ЗАДАНИЯ
[a] Замените во фрагменте о мире Достоевского «нервного срыва» на «нервного припадка» и перепишите ту часть, что начинается словами «Мы привыкли к» и заканчивается словами «же, подлецам, хуже.».
[b] Проверьте по фрагменту о мире Достоевского три утверждения. (i) Разумихин назван простоватым. (ii) В мире Достоевского невозможно никакое подобие счастья. (iii) Сергей Женовач соглашается с привычным взглядом на этот мир. Для каждого ответьте «да» или «нет» и дословно приведите решающие слова фрагмента.

___ ФРАГМЕНТ ТЕКСТА

Мы привыкли к тому, что в мире Достоевского едва ли не все подряд взвинчены и напряжены, втянуты в круговорот темных страстей и одержимы этими страстями, если не чем похуже (девочке Лизе, например, не помешал бы хороший экзорцист, а Смердякову уже никакой экзорцизм не поможет). Мы привыкли, что каждую минуту от любого из персонажей можно ждать нервного срыва, который хоть отчасти разрядит атмоферу, а также послужит чем-то вроде патента на содержательность его, персонажа, душевной жизни. Душа обязана срываться, а если кто этого не понимает – какой-нибудь Лужин, Тоцкий или Ракитин, – так им же, подлецам, хуже.
Разумеется, это не совсем так. В «Преступлении и наказании» есть, например, прекраснодушный, хоть и несколько простоватый Разумихин; в нашем романе есть старец Зосима (впрочем, глава «Тлетворный дух», которая открывает часть III, кн.7 и описывает, как «старец провонял», – это уж такой надрыв, что надрывнее и не сыщещь). В мире Достоевского возможно какое-то (кратковременное, ненадежное, условное, но хоть какое-то) подобие счастья, однако решительно невозможны покой и воля. Фундаментальные его свойства – дисгармоничность и неисправимость. И всему этому, так хорошо известному, Сергей Женовач говорит свое кроткое, твердое: «Нет».

______
___ ЗАПИСИ

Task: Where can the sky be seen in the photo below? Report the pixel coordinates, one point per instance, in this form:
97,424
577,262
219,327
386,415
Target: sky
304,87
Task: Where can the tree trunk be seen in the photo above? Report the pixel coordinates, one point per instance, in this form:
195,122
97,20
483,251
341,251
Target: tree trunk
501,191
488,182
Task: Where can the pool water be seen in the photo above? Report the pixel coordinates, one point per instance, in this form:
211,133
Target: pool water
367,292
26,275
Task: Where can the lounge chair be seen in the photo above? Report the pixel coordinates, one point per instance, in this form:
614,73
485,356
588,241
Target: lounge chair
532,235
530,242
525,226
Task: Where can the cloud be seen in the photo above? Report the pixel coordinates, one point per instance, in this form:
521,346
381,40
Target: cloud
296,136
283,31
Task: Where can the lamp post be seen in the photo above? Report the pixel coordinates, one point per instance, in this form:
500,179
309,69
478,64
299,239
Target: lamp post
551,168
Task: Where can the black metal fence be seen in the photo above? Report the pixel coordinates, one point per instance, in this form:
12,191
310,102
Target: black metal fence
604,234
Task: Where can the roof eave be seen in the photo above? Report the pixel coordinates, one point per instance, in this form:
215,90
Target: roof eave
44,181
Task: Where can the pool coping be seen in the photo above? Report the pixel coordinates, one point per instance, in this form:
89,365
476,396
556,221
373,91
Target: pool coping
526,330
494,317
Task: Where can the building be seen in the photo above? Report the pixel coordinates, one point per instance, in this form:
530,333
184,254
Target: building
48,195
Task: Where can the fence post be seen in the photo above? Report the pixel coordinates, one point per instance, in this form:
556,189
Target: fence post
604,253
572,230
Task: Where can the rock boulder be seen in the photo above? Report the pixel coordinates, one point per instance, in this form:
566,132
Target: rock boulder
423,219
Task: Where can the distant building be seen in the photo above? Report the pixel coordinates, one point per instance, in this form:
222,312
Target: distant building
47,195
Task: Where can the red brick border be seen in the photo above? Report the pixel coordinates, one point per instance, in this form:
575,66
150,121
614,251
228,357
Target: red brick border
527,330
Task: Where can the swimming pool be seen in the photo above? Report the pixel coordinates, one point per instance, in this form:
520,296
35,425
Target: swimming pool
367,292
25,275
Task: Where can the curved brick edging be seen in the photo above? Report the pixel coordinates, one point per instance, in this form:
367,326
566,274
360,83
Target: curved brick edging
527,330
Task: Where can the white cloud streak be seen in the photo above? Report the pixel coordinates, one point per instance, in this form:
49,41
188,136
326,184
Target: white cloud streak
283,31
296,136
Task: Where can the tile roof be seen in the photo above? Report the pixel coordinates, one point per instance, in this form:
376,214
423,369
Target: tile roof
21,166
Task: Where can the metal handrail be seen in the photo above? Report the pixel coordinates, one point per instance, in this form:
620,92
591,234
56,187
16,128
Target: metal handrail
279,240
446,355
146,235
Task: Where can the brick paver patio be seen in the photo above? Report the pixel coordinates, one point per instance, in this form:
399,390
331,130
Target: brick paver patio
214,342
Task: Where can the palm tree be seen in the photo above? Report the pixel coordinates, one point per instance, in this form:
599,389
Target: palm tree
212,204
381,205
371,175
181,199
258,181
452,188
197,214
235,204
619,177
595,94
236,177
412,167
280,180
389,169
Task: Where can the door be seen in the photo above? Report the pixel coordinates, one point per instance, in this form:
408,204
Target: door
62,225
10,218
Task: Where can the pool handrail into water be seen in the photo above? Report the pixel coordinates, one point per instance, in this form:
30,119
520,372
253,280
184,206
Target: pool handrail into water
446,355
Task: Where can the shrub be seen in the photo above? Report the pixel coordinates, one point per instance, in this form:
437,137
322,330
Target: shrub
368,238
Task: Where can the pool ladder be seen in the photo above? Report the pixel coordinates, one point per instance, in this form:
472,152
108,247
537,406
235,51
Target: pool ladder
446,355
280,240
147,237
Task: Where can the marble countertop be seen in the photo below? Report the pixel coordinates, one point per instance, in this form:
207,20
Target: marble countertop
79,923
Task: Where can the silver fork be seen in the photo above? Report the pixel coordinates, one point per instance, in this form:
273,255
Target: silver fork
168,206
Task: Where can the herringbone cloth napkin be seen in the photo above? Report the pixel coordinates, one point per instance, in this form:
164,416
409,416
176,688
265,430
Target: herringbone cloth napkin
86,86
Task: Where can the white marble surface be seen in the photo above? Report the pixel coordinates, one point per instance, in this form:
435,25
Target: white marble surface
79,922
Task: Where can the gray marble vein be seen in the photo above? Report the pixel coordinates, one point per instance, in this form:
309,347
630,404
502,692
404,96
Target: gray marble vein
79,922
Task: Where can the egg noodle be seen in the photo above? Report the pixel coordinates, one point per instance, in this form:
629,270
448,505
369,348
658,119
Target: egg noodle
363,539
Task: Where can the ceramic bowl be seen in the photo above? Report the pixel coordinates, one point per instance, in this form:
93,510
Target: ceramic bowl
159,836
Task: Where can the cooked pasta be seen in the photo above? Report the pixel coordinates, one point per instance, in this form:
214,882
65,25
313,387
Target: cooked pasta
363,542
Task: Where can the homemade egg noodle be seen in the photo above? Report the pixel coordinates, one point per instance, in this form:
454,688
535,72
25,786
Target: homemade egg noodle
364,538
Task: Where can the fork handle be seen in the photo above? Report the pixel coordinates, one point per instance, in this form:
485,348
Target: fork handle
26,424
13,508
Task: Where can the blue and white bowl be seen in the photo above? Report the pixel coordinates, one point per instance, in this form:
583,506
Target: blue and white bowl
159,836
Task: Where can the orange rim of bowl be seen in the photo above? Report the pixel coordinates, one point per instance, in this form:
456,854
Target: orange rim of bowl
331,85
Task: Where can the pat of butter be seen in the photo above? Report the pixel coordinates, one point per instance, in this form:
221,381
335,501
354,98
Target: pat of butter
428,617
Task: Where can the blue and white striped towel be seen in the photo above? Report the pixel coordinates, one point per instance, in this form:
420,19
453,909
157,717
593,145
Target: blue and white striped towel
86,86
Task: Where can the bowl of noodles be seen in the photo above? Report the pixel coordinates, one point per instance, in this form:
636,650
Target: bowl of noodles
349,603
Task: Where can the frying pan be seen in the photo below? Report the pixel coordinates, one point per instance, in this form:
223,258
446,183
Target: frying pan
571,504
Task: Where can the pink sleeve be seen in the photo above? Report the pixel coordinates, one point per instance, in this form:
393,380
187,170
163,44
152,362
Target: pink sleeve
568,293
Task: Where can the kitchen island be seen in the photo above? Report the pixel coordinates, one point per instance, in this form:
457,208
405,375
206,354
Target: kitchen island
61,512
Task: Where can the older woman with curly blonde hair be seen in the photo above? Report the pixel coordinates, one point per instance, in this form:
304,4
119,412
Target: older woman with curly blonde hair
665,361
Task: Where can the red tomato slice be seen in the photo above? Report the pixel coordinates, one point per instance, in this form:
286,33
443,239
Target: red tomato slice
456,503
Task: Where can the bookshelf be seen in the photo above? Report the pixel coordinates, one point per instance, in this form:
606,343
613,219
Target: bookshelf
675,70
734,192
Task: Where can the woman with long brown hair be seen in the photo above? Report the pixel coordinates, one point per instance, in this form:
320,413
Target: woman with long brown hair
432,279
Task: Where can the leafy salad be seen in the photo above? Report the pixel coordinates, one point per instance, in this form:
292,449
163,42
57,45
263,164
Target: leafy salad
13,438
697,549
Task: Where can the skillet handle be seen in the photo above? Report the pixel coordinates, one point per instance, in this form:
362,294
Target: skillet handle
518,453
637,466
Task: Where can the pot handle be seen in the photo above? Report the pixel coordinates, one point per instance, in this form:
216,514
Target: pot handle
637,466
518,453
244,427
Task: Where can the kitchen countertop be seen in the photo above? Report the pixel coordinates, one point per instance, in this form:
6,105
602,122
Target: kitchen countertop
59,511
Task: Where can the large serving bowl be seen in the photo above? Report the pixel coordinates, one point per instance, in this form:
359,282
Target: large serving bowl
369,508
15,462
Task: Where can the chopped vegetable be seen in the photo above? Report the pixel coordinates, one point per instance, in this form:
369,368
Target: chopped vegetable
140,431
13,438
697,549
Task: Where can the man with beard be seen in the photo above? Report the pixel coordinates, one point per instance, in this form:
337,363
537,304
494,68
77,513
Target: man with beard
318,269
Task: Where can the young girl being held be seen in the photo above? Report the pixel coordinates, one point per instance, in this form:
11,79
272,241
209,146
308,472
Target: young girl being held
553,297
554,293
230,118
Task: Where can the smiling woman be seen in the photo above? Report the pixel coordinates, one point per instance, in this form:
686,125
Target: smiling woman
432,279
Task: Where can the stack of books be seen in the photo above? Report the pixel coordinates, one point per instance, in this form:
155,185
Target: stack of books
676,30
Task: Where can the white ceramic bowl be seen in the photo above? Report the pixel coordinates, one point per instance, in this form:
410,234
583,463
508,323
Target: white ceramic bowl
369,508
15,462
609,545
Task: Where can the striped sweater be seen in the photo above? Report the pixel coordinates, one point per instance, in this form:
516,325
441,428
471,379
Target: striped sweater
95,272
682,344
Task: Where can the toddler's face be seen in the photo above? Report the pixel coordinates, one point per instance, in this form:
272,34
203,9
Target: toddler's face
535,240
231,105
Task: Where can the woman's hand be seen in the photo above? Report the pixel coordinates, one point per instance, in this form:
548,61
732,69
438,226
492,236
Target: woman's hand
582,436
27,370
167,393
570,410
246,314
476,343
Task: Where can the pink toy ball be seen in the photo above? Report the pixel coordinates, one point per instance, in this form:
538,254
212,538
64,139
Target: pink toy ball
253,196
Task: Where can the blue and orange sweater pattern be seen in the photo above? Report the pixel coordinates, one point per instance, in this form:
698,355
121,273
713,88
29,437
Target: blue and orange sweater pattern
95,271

______

ОТВЕТЫ НА ЗАДАНИЯ
[a]
Мы привыкли к тому, что в мире Достоевского едва ли не все подряд взвинчены и напряжены, втянуты в круговорот темных страстей и одержимы этими страстями, если не чем похуже (девочке Лизе, например, не помешал бы хороший экзорцист, а Смердякову уже никакой экзорцизм не поможет). Мы привыкли, что каждую минуту от любого из персонажей можно ждать нервного припадка, который хоть отчасти разрядит атмоферу, а также послужит чем-то вроде патента на содержательность его, персонажа, душевной жизни. Душа обязана срываться, а если кто этого не понимает – какой-нибудь Лужин, Тоцкий или Ракитин, – так им же, подлецам, хуже.

[b]
(i) Да: «прекраснодушный, хоть и несколько простоватый Разумихин».
(ii) Нет: «В мире Достоевского возможно какое-то (кратковременное, ненадежное, условное, но хоть какое-то) подобие счастья».
(iii) Нет: «И всему этому, так хорошо известному, Сергей Женовач говорит свое кроткое, твердое: «Нет».»